(Saved entries)
——————————

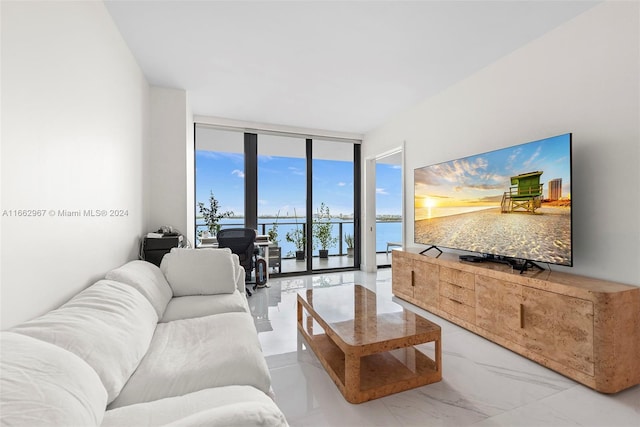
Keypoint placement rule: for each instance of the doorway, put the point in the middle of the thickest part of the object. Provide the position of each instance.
(385, 207)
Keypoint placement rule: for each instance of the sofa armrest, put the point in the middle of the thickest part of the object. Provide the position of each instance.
(240, 274)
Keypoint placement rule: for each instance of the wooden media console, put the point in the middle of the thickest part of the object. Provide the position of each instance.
(584, 328)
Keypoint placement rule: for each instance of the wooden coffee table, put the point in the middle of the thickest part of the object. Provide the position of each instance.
(366, 343)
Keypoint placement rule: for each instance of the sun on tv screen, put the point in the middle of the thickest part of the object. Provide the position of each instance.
(513, 202)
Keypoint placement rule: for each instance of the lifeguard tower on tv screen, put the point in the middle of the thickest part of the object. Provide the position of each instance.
(525, 193)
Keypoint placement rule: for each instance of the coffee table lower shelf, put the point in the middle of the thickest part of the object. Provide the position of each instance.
(378, 374)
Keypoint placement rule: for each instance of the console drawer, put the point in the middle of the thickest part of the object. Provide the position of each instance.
(460, 294)
(461, 278)
(458, 309)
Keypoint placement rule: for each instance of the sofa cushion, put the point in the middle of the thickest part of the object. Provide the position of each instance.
(220, 406)
(45, 385)
(109, 325)
(205, 305)
(147, 279)
(194, 354)
(200, 271)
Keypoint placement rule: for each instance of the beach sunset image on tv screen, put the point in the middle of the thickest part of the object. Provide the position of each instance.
(514, 202)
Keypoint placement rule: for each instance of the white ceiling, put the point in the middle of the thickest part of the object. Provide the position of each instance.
(334, 65)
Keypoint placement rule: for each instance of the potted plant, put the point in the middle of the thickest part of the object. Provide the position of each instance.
(348, 238)
(273, 232)
(211, 215)
(322, 229)
(298, 238)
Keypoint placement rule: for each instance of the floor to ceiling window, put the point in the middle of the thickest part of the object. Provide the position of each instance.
(219, 174)
(333, 204)
(388, 207)
(304, 193)
(281, 197)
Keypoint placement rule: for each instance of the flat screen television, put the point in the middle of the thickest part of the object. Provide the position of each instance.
(508, 204)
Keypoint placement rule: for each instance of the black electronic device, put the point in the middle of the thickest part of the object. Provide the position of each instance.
(155, 246)
(513, 203)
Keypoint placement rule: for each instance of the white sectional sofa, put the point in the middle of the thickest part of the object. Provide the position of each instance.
(146, 346)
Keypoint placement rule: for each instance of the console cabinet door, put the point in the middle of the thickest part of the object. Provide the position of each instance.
(559, 327)
(427, 279)
(498, 307)
(402, 275)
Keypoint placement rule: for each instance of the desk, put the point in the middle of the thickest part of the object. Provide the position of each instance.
(212, 242)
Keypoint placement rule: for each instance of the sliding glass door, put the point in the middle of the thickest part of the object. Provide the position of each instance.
(303, 193)
(282, 198)
(333, 204)
(219, 179)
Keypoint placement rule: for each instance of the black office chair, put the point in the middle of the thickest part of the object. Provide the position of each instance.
(241, 241)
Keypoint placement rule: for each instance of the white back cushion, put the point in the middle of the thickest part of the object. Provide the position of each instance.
(109, 325)
(200, 271)
(228, 406)
(193, 354)
(45, 385)
(205, 305)
(148, 280)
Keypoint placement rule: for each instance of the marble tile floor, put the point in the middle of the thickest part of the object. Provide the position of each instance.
(483, 384)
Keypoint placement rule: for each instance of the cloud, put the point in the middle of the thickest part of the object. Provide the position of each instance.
(295, 170)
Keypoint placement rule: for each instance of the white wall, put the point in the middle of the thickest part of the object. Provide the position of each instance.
(171, 162)
(582, 77)
(74, 133)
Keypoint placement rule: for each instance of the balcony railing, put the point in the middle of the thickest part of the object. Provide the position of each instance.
(341, 227)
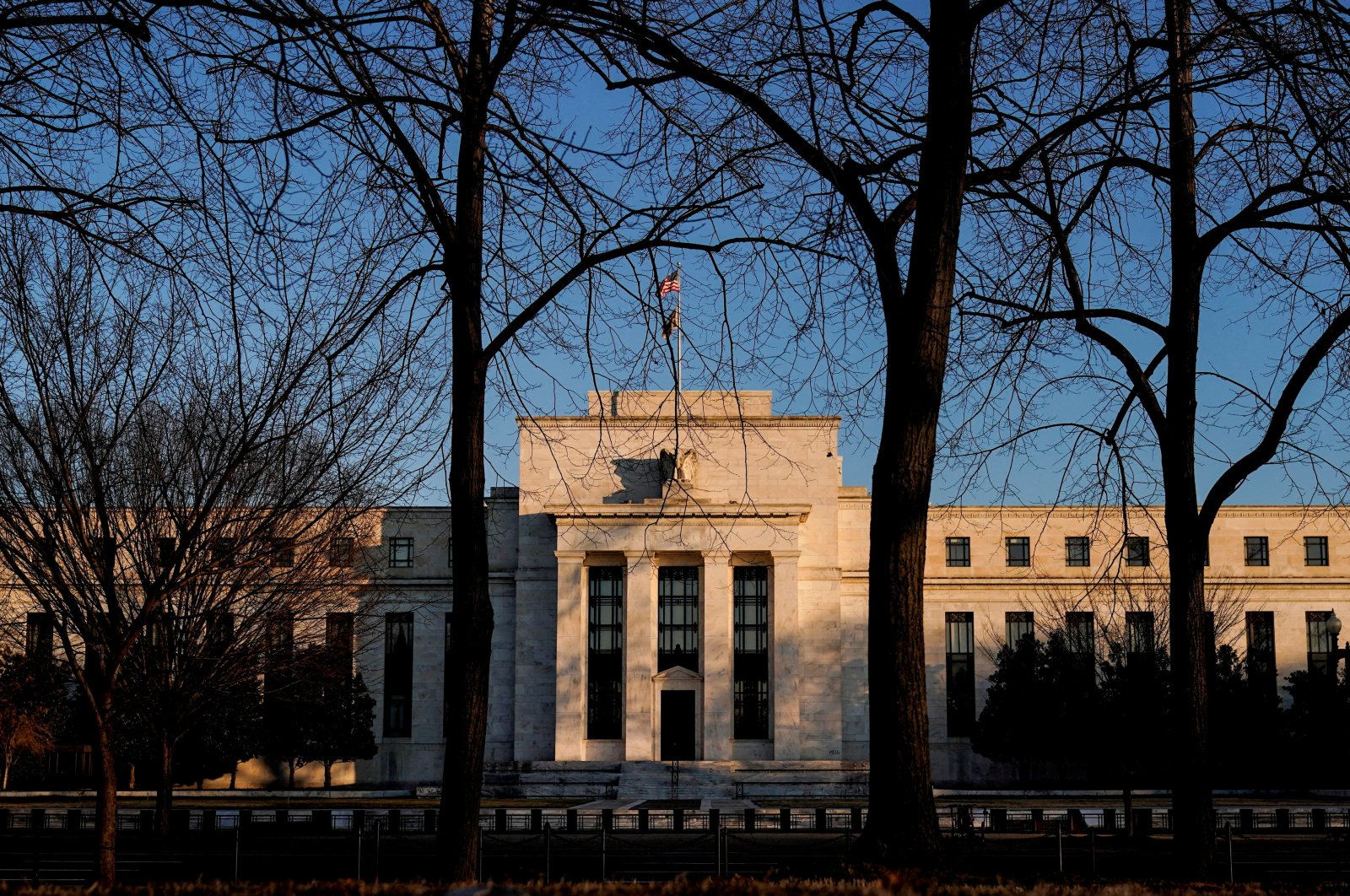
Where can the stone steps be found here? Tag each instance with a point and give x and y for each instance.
(652, 780)
(555, 780)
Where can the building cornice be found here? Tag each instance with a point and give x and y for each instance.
(656, 509)
(693, 423)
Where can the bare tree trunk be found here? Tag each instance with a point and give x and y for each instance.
(164, 794)
(1192, 801)
(472, 623)
(105, 803)
(1127, 798)
(902, 815)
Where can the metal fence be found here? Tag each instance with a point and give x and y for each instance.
(953, 819)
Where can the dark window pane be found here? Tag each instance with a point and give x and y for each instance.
(400, 552)
(342, 551)
(1077, 551)
(605, 655)
(398, 673)
(1320, 643)
(1137, 551)
(960, 673)
(1019, 625)
(1138, 634)
(749, 657)
(677, 613)
(40, 636)
(1261, 670)
(283, 552)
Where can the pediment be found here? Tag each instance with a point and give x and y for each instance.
(677, 673)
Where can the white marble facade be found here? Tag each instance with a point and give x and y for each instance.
(722, 483)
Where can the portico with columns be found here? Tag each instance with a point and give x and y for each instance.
(726, 486)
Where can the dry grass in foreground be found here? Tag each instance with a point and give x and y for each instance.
(891, 886)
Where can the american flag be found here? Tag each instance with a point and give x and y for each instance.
(668, 285)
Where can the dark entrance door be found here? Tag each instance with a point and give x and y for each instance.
(677, 725)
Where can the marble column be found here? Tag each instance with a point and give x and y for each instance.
(717, 656)
(786, 637)
(639, 656)
(570, 706)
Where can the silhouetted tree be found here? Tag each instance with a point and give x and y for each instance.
(1041, 709)
(34, 707)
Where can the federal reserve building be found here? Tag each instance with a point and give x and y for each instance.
(688, 582)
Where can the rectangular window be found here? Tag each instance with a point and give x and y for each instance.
(1137, 551)
(445, 672)
(1019, 623)
(677, 609)
(960, 673)
(105, 553)
(341, 639)
(1320, 643)
(1138, 636)
(283, 553)
(1261, 671)
(398, 673)
(280, 634)
(342, 551)
(40, 636)
(749, 644)
(220, 632)
(165, 549)
(605, 653)
(1080, 633)
(223, 551)
(1256, 551)
(400, 552)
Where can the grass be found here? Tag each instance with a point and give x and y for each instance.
(882, 886)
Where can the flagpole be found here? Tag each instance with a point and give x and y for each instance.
(679, 358)
(679, 342)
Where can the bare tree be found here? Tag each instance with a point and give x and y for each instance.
(443, 123)
(893, 121)
(1221, 200)
(209, 637)
(155, 439)
(33, 709)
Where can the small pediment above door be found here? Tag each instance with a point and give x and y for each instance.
(677, 673)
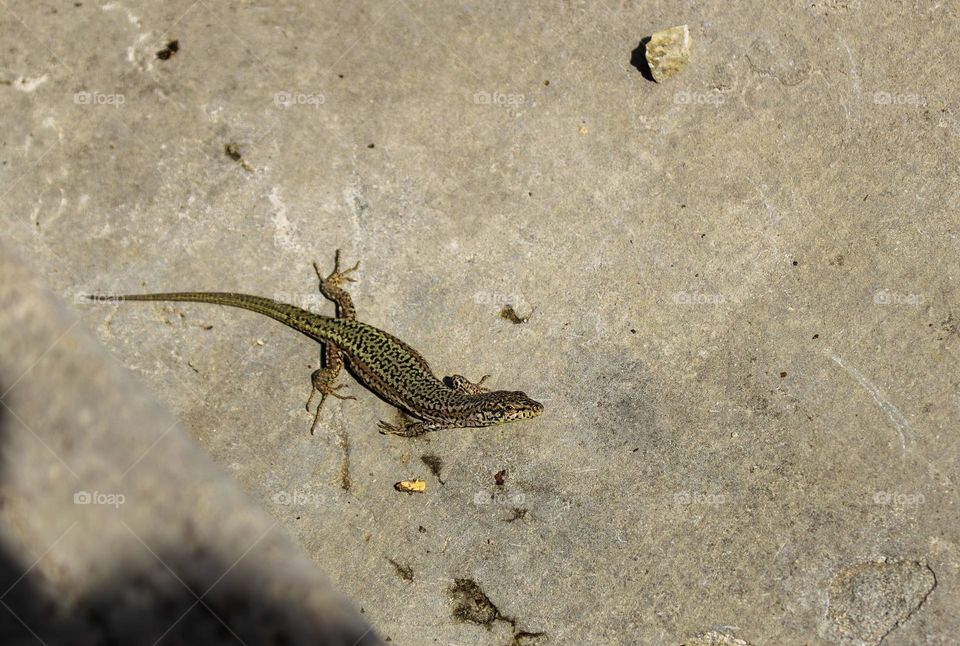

——————————

YOUR OBJECTIVE
The records above need to be copied exactly, though not their pictures.

RESPONSE TO THE TASK
Keypoint placement rule: for each instance of the doorway, put the point in the middle of the thickest part of the object. Provide the position of each instance.
(385, 207)
Keypoint placement rule: for each instance of the sofa armrest, put the point in the middle of the thickest part of the object. Provide the position of each instance.
(240, 274)
Keypoint placement rule: for each instance of the wooden media console, put the point in the middle of the thickest part of the object. Provide the position of each instance.
(584, 328)
Keypoint placement rule: for each instance of the wooden coffee table, put the point in the middle of the thickest part of the object. Provide the position of each instance.
(366, 343)
Keypoint placement rule: for each instance of the sun on tv screen, put the point in the middle of the thickest part of the object. Provide the position of each instance.
(513, 202)
Keypoint placement rule: for each instance of the lifeguard tower on tv screen, put the point in the middle of the thickest part of the object. Provide the position of each instance.
(525, 193)
Keypoint placement rule: for each instance of the coffee table lower shelf, put the point in the middle of the thickest part of the object. Provide the position of each instance.
(378, 374)
Keypoint placement rule: for each instance of the console drawer, put the point in the middle of the thickest part of the object. Provide the position of each instance.
(460, 294)
(461, 278)
(458, 309)
Keypoint placement rule: for each instance of the sofa cushion, put the point in the middle of the thickest part of the object. Provide the position of each instance.
(220, 406)
(45, 385)
(109, 325)
(205, 305)
(147, 279)
(194, 354)
(200, 271)
Keypoint placement rule: for each instance of the beach sunset image on tv screen, put the point in the middle of the thickest part of the object. Provide the position of each instance.
(514, 202)
Keypoint placement rule: for each instance of the white ceiling, put the point in the middle of the thickest part of the object. Provide the position of each instance.
(334, 65)
Keypoint placement rule: for each instance of the potted plant, put the point in the middle of the thickest part of the object. Provide the position of each instance.
(348, 238)
(273, 232)
(211, 215)
(322, 229)
(298, 238)
Keypoint placement rule: for each instance of the floor to ceiling window, put the point in the middle of the thickest part of the object. Provide the position of each instance.
(219, 174)
(333, 204)
(388, 207)
(304, 193)
(281, 197)
Keypoint placement rule: for each instance of the flat screen television, put the point in the middle of the thickest part of the object. Provide the position of each instance.
(508, 204)
Keypoint placement rule: for each instance of the black electronic device, put the point in the middle of the thickest part of the object. Provide the position of each instance.
(155, 246)
(513, 203)
Keypoint placement rule: for each instance of the white sectional sofa, put the point in the middle of the thickest part of the object. Provide the position of each instance.
(146, 346)
Keypoint placement rule: for each instance of the console cabinet door, put the point in the middle of the thickest part of the object. Provide the position of each instance.
(559, 327)
(427, 279)
(498, 307)
(402, 275)
Keypoint placement rule: for each instance of the desk, put the point in the middle of the thickest part of the object. Provide the position of each instance.
(212, 242)
Keypoint placement rule: for each instance of the sliding glass door, put the point in the middle of the thickest part of the object. Provide the position of each instance.
(303, 193)
(282, 198)
(333, 204)
(219, 179)
Keypoint placement rule: for each instance of the black office chair, put the point in the middle of the thickest part of the object. Provide the position of each instance.
(241, 241)
Keypoint placement rule: for each instance of the white back cushion, put the point in the middle of the thickest part of the object. Provide the position of each instance.
(109, 325)
(200, 271)
(228, 406)
(193, 354)
(45, 385)
(205, 305)
(148, 280)
Keypoint placement rule: for each instance of the marble tile floor, put the point in the middle of the thickest part of the object. Provide the position of each instance.
(483, 384)
Keypoint placement rule: for each instance of the cloud, put the point in the middle of the thickest part of the object. Provide the position of each instance.
(295, 170)
Keypoint placement rule: for each instance of the white wall, put the point in the middle of the thickest part of the object. Provide the position of each instance.
(171, 162)
(582, 77)
(74, 133)
Keypoint placement rule: for each instance of the balcony railing, put the point in the middle of the thickest part of the object. Provide the position of each instance.
(341, 227)
Where can the stone steps be found here? Tag each instance with a point and give x and y for each instance.
(652, 780)
(555, 780)
Where can the building cornice be found here? Tag each instance with a point and give x and y for each instance.
(656, 509)
(693, 423)
Where can the bare tree trunk be found here? Tag each instance with a point and give x and y for each instance.
(164, 794)
(1192, 801)
(472, 623)
(105, 803)
(1127, 798)
(902, 815)
Where can the metal fence be found here? Tag each instance with a point and give x and y for each instance.
(953, 819)
Where can the dark window pane be found here? Tag each instance with a point and give x and y for each instance.
(400, 552)
(342, 551)
(1077, 551)
(605, 655)
(398, 673)
(1320, 643)
(1137, 551)
(960, 673)
(1019, 625)
(1138, 634)
(749, 657)
(677, 613)
(40, 636)
(1261, 670)
(283, 552)
Where can the pediment be found here? Tag each instance with a point and give x and y for each instance.
(677, 673)
Where can the white marble facade be found here? Tag each instance with a point and give x and y for each instance.
(722, 483)
Where can the portico with columns be found here? Tag each instance with a point and give x and y for each instance.
(726, 486)
Where can the dry grass in foreground be found here? Tag each instance with a point and give x and y for each instance.
(891, 886)
Where can the american flag be found here? Tag each instance with a point and give x and y for each instance.
(668, 285)
Where can the dark entrance door be found here? Tag each instance with a point and give x and y for each instance.
(677, 725)
Where can the marble column be found here? Tag each instance with a point and give x and y for each instance.
(717, 656)
(786, 637)
(639, 656)
(570, 706)
Where can the silhouetted tree be found here? Tag each instance with a point and give x and y for each instance.
(1041, 709)
(34, 707)
Where can the federal reserve building be found here? Tag each instance with a point and give x and y for each instance.
(688, 582)
Where can the rectangular window be found here? Tag each instance with a point and give x and y for each instance.
(1137, 551)
(445, 672)
(1019, 623)
(677, 609)
(960, 673)
(105, 553)
(341, 639)
(1320, 643)
(1138, 636)
(283, 553)
(1261, 671)
(398, 673)
(280, 634)
(342, 551)
(40, 636)
(749, 644)
(220, 632)
(165, 549)
(605, 653)
(1080, 633)
(223, 551)
(1256, 551)
(400, 552)
Where can the grass be found here? Tag each instance with a point and give x and y for each instance.
(882, 886)
Where can the flagpole be found here? Tag each instance with a point and give x and y for each instance.
(679, 358)
(679, 342)
Where can the bare tree be found here? Tag each instance with a point and give x and y for each instance.
(443, 123)
(893, 121)
(1221, 200)
(209, 637)
(155, 439)
(33, 709)
Where can the small pediment above door be found here? Tag each instance with a point and give x and y for each instance.
(677, 673)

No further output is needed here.